Using ChatGPT can save a few minutes. Building a workflow can save hours. For Vancouver small businesses, the difference is operational, not technical.

By Keith Donoghue | Vancouver City News | May 22, 2026
Editor: 
Karalee Greer
Subscription to Vancouver News and being a Contributor is Free.

A tool saves a few minutes. A workflow saves hours. For Vancouver owners, that difference matters because the real time loss usually sits around the task, not inside it.

What The Tool Is Doing

A South Granville restaurant owner pulls up ChatGPT to draft an email to a supplier. The draft is good. He copies it into Outlook. He sends it. He notes the date in a spreadsheet. He sets a reminder to follow up in three days.

The email took thirty seconds. Everything around it took fifteen minutes.

ChatGPT, Claude, and Gemini are useful for generating output. A draft email. A document summary. A first pass at a quote.

That is one step in a workflow. It is not the workflow itself.

Owners who say “I will just use ChatGPT” are usually describing a single task, not a system. The minutes saved on the draft are real. They are also small.

What A Workflow Is Doing

A workflow connects the steps.

The supplier email gets drafted. It gets sent. The send gets logged. The follow-up gets scheduled. The reply gets routed back to the right place.

Once set up, the owner only approves where approval is needed. The system handles the rest.

That is the difference between saving five minutes and saving five hours.

Where Food Operators Lose The Hours

A typical Vancouver food operator already uses tools. ChatGPT for drafts. Spreadsheets for supplier comparison. Email for orders.

Prompt
Copy the passage of the article on AI tools and workflows from "Owners who say" to "the right place.", replacing "system" with "process".

Data under study
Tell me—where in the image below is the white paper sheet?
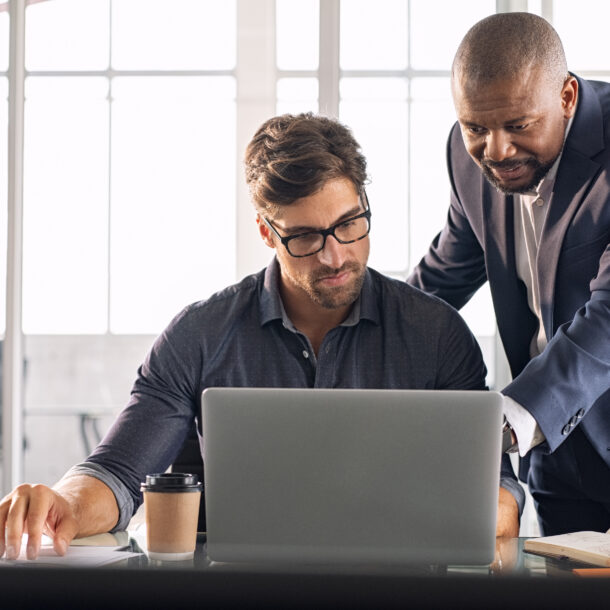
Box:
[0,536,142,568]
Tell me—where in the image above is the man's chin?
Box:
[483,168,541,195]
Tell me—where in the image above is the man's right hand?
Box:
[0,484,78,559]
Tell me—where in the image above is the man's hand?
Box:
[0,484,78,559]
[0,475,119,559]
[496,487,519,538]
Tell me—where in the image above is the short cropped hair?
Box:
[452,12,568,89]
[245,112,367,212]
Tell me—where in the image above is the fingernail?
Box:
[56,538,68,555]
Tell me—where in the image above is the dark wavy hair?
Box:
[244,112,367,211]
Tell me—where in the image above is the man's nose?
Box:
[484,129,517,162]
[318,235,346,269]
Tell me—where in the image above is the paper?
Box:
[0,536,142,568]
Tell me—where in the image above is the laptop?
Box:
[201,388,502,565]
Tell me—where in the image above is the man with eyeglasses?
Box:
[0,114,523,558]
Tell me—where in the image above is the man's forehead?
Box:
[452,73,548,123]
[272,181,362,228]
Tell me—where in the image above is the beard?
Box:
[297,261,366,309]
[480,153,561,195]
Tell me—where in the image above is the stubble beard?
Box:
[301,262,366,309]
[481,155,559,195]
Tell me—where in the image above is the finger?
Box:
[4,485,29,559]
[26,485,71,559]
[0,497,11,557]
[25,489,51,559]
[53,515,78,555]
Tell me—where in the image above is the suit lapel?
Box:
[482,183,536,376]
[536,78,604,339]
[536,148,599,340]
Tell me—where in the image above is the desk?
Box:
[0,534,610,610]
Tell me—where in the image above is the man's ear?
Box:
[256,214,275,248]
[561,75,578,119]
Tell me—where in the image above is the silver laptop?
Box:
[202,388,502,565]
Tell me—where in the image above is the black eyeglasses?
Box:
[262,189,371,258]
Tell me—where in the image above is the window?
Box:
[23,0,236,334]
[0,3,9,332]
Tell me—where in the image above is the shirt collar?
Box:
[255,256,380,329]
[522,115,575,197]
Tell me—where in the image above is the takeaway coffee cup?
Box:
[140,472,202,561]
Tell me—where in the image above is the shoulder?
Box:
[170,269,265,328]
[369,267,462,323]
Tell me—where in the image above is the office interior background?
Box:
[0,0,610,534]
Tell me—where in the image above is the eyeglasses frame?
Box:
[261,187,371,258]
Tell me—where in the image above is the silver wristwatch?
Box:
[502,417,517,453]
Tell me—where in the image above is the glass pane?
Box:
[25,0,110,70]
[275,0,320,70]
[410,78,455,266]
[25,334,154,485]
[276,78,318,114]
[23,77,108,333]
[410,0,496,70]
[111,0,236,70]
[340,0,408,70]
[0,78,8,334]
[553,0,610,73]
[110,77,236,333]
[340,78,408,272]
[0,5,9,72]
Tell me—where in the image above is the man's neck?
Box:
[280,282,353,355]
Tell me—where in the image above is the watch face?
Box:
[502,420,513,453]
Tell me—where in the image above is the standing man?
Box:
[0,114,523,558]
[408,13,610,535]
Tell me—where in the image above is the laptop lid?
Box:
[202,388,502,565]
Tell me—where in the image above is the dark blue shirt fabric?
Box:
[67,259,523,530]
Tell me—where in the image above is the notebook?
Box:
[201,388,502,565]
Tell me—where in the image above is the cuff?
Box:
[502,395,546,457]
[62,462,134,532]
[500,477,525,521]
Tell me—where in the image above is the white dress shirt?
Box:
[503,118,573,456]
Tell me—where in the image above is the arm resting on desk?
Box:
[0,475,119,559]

---

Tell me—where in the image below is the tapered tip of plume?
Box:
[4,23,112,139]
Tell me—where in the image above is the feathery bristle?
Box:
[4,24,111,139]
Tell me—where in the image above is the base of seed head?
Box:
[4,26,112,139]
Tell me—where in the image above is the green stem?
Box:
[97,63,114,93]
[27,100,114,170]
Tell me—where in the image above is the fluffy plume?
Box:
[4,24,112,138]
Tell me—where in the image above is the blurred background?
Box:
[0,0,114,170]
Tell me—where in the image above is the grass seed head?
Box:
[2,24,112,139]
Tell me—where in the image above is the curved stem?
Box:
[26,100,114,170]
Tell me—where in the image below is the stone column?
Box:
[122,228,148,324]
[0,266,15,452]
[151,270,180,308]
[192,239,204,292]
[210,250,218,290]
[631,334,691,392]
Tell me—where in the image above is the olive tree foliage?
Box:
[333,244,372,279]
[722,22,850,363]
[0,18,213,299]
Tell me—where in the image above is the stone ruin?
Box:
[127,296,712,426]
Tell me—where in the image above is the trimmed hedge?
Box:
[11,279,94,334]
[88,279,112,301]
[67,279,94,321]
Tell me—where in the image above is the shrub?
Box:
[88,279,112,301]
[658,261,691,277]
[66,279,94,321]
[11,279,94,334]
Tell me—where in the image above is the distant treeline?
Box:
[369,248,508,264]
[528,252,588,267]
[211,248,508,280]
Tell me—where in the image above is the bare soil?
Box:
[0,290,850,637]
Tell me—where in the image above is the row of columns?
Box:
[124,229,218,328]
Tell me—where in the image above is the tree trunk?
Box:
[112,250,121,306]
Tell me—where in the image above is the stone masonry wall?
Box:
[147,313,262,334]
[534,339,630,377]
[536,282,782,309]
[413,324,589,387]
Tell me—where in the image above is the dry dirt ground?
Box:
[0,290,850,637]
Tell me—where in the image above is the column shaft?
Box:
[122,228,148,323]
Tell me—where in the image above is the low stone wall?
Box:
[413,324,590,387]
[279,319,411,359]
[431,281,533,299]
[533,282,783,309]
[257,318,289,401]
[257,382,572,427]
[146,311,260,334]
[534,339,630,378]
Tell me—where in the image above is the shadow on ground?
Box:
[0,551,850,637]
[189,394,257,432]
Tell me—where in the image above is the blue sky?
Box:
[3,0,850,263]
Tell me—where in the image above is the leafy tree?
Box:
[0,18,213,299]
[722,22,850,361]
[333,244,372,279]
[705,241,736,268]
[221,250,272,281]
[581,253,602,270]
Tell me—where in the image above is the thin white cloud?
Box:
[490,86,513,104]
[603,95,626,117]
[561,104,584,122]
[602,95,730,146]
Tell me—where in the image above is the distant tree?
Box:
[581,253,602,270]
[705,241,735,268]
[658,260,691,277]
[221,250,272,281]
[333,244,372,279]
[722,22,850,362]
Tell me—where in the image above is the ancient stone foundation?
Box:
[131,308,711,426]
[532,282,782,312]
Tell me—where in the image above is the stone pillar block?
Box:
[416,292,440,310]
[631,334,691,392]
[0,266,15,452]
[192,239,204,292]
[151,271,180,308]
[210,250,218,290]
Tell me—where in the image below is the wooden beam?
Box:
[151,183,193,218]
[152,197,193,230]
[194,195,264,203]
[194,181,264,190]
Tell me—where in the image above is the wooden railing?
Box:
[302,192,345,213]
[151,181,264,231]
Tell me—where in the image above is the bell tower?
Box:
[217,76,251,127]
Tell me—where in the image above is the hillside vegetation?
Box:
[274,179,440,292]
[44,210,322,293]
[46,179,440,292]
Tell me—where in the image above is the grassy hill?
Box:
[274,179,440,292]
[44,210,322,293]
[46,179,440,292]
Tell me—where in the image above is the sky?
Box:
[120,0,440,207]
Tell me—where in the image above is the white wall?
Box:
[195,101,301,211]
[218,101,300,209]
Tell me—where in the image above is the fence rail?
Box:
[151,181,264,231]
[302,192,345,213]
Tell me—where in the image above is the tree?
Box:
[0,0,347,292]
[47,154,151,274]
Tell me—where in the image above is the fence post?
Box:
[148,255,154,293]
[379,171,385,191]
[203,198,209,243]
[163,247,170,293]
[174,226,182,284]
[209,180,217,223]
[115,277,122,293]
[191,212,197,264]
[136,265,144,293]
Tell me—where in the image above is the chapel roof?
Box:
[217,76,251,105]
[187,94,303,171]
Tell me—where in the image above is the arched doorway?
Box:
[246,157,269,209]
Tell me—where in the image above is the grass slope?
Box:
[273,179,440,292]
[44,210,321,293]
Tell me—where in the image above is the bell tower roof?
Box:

Your solution
Owners who say “I will just use ChatGPT” are usually describing a single task, not a process. The minutes saved on the draft are real. They are also small.

What A Workflow Is Doing

A workflow connects the steps.

The supplier email gets drafted. It gets sent. The send gets logged. The follow-up gets scheduled. The reply gets routed back to the right place.